— What to produce —
The whole listing that follows is to be restated word for word, images excluded.

— Extracted entries —
==========
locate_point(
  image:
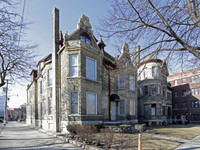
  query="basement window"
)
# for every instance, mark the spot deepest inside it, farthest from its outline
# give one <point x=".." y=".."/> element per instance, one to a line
<point x="85" y="38"/>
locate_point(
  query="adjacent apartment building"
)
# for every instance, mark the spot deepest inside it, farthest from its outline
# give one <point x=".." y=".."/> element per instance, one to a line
<point x="186" y="95"/>
<point x="155" y="100"/>
<point x="79" y="82"/>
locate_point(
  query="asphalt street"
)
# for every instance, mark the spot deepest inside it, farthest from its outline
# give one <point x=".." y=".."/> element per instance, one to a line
<point x="18" y="136"/>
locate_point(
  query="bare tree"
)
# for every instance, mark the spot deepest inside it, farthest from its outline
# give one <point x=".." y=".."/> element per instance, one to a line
<point x="170" y="28"/>
<point x="16" y="55"/>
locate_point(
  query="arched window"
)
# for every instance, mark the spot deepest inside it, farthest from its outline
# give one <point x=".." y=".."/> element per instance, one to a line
<point x="85" y="38"/>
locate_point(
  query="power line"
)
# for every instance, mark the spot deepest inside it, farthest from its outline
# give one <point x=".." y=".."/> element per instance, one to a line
<point x="22" y="19"/>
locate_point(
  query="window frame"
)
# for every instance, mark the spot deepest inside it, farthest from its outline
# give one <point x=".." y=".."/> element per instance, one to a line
<point x="120" y="107"/>
<point x="71" y="66"/>
<point x="120" y="83"/>
<point x="87" y="103"/>
<point x="85" y="38"/>
<point x="95" y="76"/>
<point x="50" y="79"/>
<point x="183" y="80"/>
<point x="153" y="71"/>
<point x="71" y="102"/>
<point x="49" y="106"/>
<point x="132" y="83"/>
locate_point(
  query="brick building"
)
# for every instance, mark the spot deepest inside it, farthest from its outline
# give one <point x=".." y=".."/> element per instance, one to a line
<point x="155" y="101"/>
<point x="186" y="95"/>
<point x="79" y="82"/>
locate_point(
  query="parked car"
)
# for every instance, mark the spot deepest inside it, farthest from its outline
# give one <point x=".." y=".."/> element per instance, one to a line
<point x="1" y="120"/>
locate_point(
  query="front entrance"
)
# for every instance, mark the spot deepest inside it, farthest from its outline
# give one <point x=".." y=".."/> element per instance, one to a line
<point x="113" y="111"/>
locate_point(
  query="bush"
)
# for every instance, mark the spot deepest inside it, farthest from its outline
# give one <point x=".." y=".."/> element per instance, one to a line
<point x="72" y="128"/>
<point x="85" y="132"/>
<point x="97" y="126"/>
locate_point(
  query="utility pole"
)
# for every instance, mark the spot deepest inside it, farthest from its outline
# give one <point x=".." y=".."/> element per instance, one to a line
<point x="5" y="112"/>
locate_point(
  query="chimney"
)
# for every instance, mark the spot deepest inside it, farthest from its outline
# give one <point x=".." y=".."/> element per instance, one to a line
<point x="55" y="77"/>
<point x="136" y="54"/>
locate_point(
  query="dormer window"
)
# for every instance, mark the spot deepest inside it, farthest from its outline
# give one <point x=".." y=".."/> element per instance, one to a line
<point x="85" y="38"/>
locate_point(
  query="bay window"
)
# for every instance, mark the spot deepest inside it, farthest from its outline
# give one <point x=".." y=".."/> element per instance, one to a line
<point x="91" y="69"/>
<point x="91" y="104"/>
<point x="73" y="65"/>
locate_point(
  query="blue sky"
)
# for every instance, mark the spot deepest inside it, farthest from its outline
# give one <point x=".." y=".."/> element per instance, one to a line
<point x="39" y="13"/>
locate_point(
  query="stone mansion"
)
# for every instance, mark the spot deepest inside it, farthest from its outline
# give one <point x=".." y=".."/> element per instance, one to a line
<point x="79" y="82"/>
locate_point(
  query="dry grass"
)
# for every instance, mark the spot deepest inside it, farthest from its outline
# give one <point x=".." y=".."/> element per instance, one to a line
<point x="130" y="142"/>
<point x="178" y="131"/>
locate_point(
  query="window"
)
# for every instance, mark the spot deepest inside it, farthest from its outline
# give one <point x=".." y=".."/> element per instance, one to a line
<point x="175" y="82"/>
<point x="196" y="91"/>
<point x="158" y="89"/>
<point x="153" y="109"/>
<point x="49" y="77"/>
<point x="91" y="104"/>
<point x="196" y="104"/>
<point x="132" y="83"/>
<point x="40" y="87"/>
<point x="121" y="81"/>
<point x="196" y="78"/>
<point x="164" y="92"/>
<point x="132" y="107"/>
<point x="91" y="69"/>
<point x="39" y="110"/>
<point x="169" y="95"/>
<point x="183" y="80"/>
<point x="175" y="94"/>
<point x="193" y="92"/>
<point x="74" y="102"/>
<point x="122" y="107"/>
<point x="49" y="106"/>
<point x="44" y="104"/>
<point x="153" y="71"/>
<point x="192" y="79"/>
<point x="175" y="106"/>
<point x="184" y="105"/>
<point x="153" y="89"/>
<point x="85" y="38"/>
<point x="146" y="110"/>
<point x="192" y="104"/>
<point x="73" y="65"/>
<point x="184" y="93"/>
<point x="159" y="72"/>
<point x="163" y="111"/>
<point x="145" y="90"/>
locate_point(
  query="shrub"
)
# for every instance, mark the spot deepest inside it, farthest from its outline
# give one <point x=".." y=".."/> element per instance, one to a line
<point x="85" y="132"/>
<point x="72" y="128"/>
<point x="108" y="135"/>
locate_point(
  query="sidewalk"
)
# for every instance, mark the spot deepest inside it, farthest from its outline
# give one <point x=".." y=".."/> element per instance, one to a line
<point x="193" y="144"/>
<point x="16" y="135"/>
<point x="1" y="127"/>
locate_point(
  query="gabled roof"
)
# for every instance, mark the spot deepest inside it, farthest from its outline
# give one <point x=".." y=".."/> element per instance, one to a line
<point x="45" y="59"/>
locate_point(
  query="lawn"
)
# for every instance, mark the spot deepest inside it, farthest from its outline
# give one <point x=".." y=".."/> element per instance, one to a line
<point x="130" y="142"/>
<point x="178" y="131"/>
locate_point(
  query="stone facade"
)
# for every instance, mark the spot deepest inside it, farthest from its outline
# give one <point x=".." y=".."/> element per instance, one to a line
==========
— Response —
locate_point(
  image:
  query="basement window"
)
# for every instance, mark the spot deepest inside it, farthest from its outline
# give one <point x=".." y=".."/> element per instance, one to a line
<point x="85" y="38"/>
locate_point(
  query="adjacent apartment building"
)
# for every instance, mark the spot deepest inside it, farthest from its outline
# give one <point x=".." y=".."/> element per instance, one to a line
<point x="186" y="95"/>
<point x="155" y="100"/>
<point x="79" y="82"/>
locate_point(
  query="asphalt street"
)
# for every instance, mark the spot deepest inside it, farthest from its outline
# give one <point x=".." y=".."/> element per instance, one to a line
<point x="18" y="136"/>
locate_point(
  query="bare tree"
)
# for every instance, mark the spot deepest inside it, farthest from its outline
# give one <point x=".." y=".."/> element per instance, one to a line
<point x="170" y="28"/>
<point x="16" y="55"/>
locate_point(
  query="arched window"
)
# for every instance, mark the spot deepest inside it, farthest from its outline
# give one <point x=".." y=".."/> element per instance, one to a line
<point x="85" y="38"/>
locate_point(
  query="power line"
)
# for every instance, mark the spot deepest inside it, farthest from its outline
# give one <point x=".." y=".."/> element per instance, one to a line
<point x="22" y="19"/>
locate_point(
  query="window frame"
)
# for every instance, mark the spot deepest inside it, farthest from its outline
# give one <point x=".." y=".."/> element per instance, one to a line
<point x="120" y="107"/>
<point x="71" y="66"/>
<point x="120" y="83"/>
<point x="87" y="103"/>
<point x="85" y="38"/>
<point x="95" y="76"/>
<point x="50" y="79"/>
<point x="183" y="80"/>
<point x="153" y="71"/>
<point x="71" y="102"/>
<point x="49" y="106"/>
<point x="132" y="83"/>
locate_point(
  query="brick building"
)
# for every instance, mark the spot deepest inside it, farthest from its outline
# give one <point x=".." y=".."/> element per instance, one to a line
<point x="155" y="101"/>
<point x="186" y="95"/>
<point x="79" y="82"/>
locate_point(
  query="parked car"
)
# for every instance, mark the spot deepest inside it, farthest from its outline
# give one <point x=".." y=".."/> element per instance, one to a line
<point x="1" y="120"/>
locate_point(
  query="front entrance"
)
# for every instance, mark the spot deepest inside it, farthest from its outline
# give one <point x=".." y=".."/> element per instance, one to a line
<point x="113" y="111"/>
locate_point(
  query="bush"
)
# for every instance, mark the spot deepest inside it, farthest from its outline
# give one <point x=".." y=".."/> element per instance, one to a line
<point x="72" y="128"/>
<point x="85" y="132"/>
<point x="97" y="126"/>
locate_point(
  query="utility pole"
)
# for every instance, mark the spot deepest inside it, farthest from its outline
# give one <point x=".." y=".."/> element per instance, one to a line
<point x="5" y="112"/>
locate_point(
  query="chimney"
)
# for every instance, mark the spot deepest inside it, farthest from its outline
# give one <point x=".." y=".."/> element per instance, one to a line
<point x="55" y="77"/>
<point x="136" y="54"/>
locate_point(
  query="dormer window"
)
# for every instance, mark the spot deepest inside it, farthest from its outline
# give one <point x=".." y=".."/> element per instance, one to a line
<point x="85" y="38"/>
locate_point(
  query="bay window"
)
# for every instance, mark the spot deepest inside it, farthest from its outline
# give one <point x=".." y=".."/> element per instance, one to a line
<point x="91" y="69"/>
<point x="91" y="104"/>
<point x="73" y="65"/>
locate_point(
  query="blue sky"
)
# for every instance, mark the spot deepest inside it, farthest from its outline
# give one <point x=".." y=".."/> element per instance, one to a line
<point x="39" y="13"/>
locate_point(
  query="stone mansion"
)
# for every instance, mark the spot deepest inside it, farthest from its outline
# give one <point x=".." y=".."/> element per instance, one to a line
<point x="79" y="82"/>
locate_point(
  query="dry grass"
)
# for every instance, mark the spot deepest inside it, farthest from its outline
# give one <point x=".." y=".."/> element per instance, one to a line
<point x="130" y="142"/>
<point x="178" y="131"/>
locate_point(
  query="window"
)
# for every instance, mark the spot deepest inside it, farthest from its outline
# give one <point x=".." y=".."/> element per instance, one to a line
<point x="175" y="82"/>
<point x="196" y="91"/>
<point x="158" y="89"/>
<point x="153" y="109"/>
<point x="49" y="77"/>
<point x="91" y="104"/>
<point x="196" y="104"/>
<point x="132" y="83"/>
<point x="40" y="87"/>
<point x="121" y="81"/>
<point x="196" y="78"/>
<point x="164" y="92"/>
<point x="132" y="107"/>
<point x="91" y="69"/>
<point x="39" y="110"/>
<point x="169" y="95"/>
<point x="183" y="80"/>
<point x="175" y="94"/>
<point x="193" y="92"/>
<point x="74" y="102"/>
<point x="122" y="107"/>
<point x="49" y="106"/>
<point x="44" y="104"/>
<point x="153" y="71"/>
<point x="192" y="79"/>
<point x="175" y="106"/>
<point x="184" y="105"/>
<point x="153" y="89"/>
<point x="85" y="38"/>
<point x="146" y="110"/>
<point x="192" y="104"/>
<point x="73" y="65"/>
<point x="184" y="93"/>
<point x="159" y="72"/>
<point x="163" y="111"/>
<point x="145" y="90"/>
locate_point(
  query="shrub"
)
# for every instance, mark the spot deepest inside it, farthest from its outline
# give one <point x=".." y=".."/> element per instance, one to a line
<point x="85" y="132"/>
<point x="72" y="128"/>
<point x="108" y="135"/>
locate_point(
  query="sidewalk"
)
# for every instance, mark the spot deepest inside it, farthest from its outline
# give one <point x=".." y=".."/> element per instance, one to a line
<point x="193" y="144"/>
<point x="16" y="135"/>
<point x="1" y="127"/>
locate_point(
  query="gabled roof"
)
# for every instance, mark the spot deepest inside it, farthest from its outline
# give one <point x=".." y=".."/> element per instance, one to a line
<point x="45" y="59"/>
locate_point(
  query="lawn"
)
# for every instance, mark the spot deepest inside it, farthest from its outline
# give one <point x=".." y=".."/> element per instance, one to a line
<point x="130" y="142"/>
<point x="178" y="131"/>
locate_point(
  query="stone facade"
)
# for every instance, mark the spot deepest inside it, farthest from its outline
# give one <point x=".." y=".."/> element per instance, one to a line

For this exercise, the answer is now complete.